Each entry is to be output as written, so that none is missing.

[Opening Listed records section]

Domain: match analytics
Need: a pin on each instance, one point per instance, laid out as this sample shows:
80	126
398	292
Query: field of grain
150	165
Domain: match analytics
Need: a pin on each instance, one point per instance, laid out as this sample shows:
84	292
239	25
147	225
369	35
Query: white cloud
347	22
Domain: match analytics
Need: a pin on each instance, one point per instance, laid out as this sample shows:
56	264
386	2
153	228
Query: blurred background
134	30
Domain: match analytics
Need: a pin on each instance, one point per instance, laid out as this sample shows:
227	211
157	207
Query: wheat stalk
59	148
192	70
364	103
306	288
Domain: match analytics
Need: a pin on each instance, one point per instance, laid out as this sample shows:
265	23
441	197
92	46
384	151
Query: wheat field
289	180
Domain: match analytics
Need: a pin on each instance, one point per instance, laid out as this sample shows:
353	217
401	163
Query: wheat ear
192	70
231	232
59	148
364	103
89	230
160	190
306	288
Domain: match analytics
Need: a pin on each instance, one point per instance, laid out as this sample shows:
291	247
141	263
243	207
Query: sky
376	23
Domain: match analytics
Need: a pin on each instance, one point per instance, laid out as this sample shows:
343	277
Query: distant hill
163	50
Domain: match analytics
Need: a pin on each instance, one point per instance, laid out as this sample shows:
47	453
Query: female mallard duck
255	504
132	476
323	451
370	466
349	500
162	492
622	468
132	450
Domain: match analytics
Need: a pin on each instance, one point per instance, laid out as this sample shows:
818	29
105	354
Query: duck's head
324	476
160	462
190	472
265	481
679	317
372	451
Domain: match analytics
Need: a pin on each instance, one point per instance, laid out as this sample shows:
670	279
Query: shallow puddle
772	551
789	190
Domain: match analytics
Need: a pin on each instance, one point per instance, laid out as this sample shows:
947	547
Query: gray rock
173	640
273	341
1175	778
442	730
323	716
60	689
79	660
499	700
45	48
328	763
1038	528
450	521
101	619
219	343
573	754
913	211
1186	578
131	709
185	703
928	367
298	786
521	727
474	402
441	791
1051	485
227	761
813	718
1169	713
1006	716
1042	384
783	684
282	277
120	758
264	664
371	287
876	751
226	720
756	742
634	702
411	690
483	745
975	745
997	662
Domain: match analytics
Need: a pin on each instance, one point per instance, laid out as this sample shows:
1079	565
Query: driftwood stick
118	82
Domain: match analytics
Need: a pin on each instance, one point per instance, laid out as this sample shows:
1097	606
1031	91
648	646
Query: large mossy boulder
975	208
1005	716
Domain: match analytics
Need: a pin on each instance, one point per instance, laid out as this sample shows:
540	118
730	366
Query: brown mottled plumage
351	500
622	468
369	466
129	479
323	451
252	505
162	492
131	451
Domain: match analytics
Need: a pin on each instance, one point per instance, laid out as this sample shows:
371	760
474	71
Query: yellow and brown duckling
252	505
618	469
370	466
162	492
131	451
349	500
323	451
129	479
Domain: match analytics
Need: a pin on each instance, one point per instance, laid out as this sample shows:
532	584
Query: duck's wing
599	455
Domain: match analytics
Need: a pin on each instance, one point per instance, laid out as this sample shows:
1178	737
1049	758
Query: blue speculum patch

[Closing Listed records section]

_Response to the task:_
Domain: match analytics
Need: a pin on each instance, one point per instance, laid out as this sample shows:
80	126
398	292
Query: field of grain
150	165
Domain: match analytics
Need: a pin on each instance, one point per instance, laid out as this sample shows:
84	292
239	25
147	225
369	35
Query: white cloud
347	22
Domain: match analytics
Need: a pin on each instance, one point per instance, laid out as this sample shows:
56	264
386	2
153	228
Query: blurred background
134	30
Domain: match analytics
Need: a pin on each instance, one point per instance, laid out as this sample shows:
227	211
157	207
Query: wheat stalk
59	148
192	70
364	103
306	288
Domain: match analytics
Need: a pin on each instance, one point per instance, laid out as this sample shows:
265	23
441	197
92	46
384	151
Query: wheat field
289	180
Domain: match analytics
Need: a pin on each instance, one point per instance, laid out as this sample shows:
353	217
401	163
Query: wheat ear
192	70
231	232
59	148
364	103
89	230
160	190
306	288
Domain: match analytics
Need: a pin on each instance, one point per instance, laid out as this sample shows:
291	247
141	263
243	207
Query: sky
376	23
Domain: match analytics
Need: a pin on each instance, one point per instance, laid out as this sample shows:
343	277
Query: distant hill
163	50
Domain: match analytics
Need: a pin on each instance, one point per instance, laid out as this sample shows:
47	453
Query: female mallard duck
255	504
132	476
323	451
370	466
349	500
162	492
622	468
132	450
Domain: match analytics
Need: a pin on each instance, one point per instance, laid out as this sample shows:
818	29
105	354
Query: duck's head
324	476
160	462
190	472
265	481
679	317
372	451
Domain: match analytics
Need: a pin on each instance, one point per instance, laid out as this sample shows:
670	279
Query: shallow puddle
772	551
789	190
Domain: match analytics
Need: a pin on each instance, one point per instance, laid out as this sample shows:
947	547
Query: gray rock
173	640
273	341
1175	778
442	730
323	716
60	689
79	660
499	700
45	48
328	763
1038	528
450	521
101	619
219	343
573	754
913	211
1186	578
131	709
185	703
928	367
298	786
521	727
474	402
441	791
1051	485
227	761
813	718
1169	713
1006	716
1042	384
783	684
282	277
120	758
264	664
371	287
876	751
226	720
756	742
634	702
411	690
483	745
975	745
997	662
Domain: match analytics
Need: a pin on each instance, one point per instance, laid out as this sample shows:
1079	565
Query: driftwood stick
118	82
Domain: match analytics
Need: a pin on each instance, one point per instance, laid out as this sample shows:
1097	606
1031	91
648	646
Query: large mossy boulder
975	208
1005	716
Domain: match analytics
Need: a pin on each instance, one point per instance, laid out as this sample shows:
540	118
730	366
Query: brown mottled plumage
351	500
622	468
369	466
129	479
323	451
252	505
162	492
131	451
Domain: match analytics
Need: a pin on each instance, one point per instance, laid out as this sample shows:
371	760
474	71
Query: yellow and brown duckling
252	505
618	469
370	466
162	492
131	451
349	500
323	451
129	479
Domain: match analytics
Need: a pin on each instance, one point per instance, laid out as this sample shows:
532	584
Query: duck's wing
599	455
Domain: match analytics
Need: a pin on each instance, one point per instance, laid out as this sample shows:
1178	737
1049	758
Query: blue speculum patch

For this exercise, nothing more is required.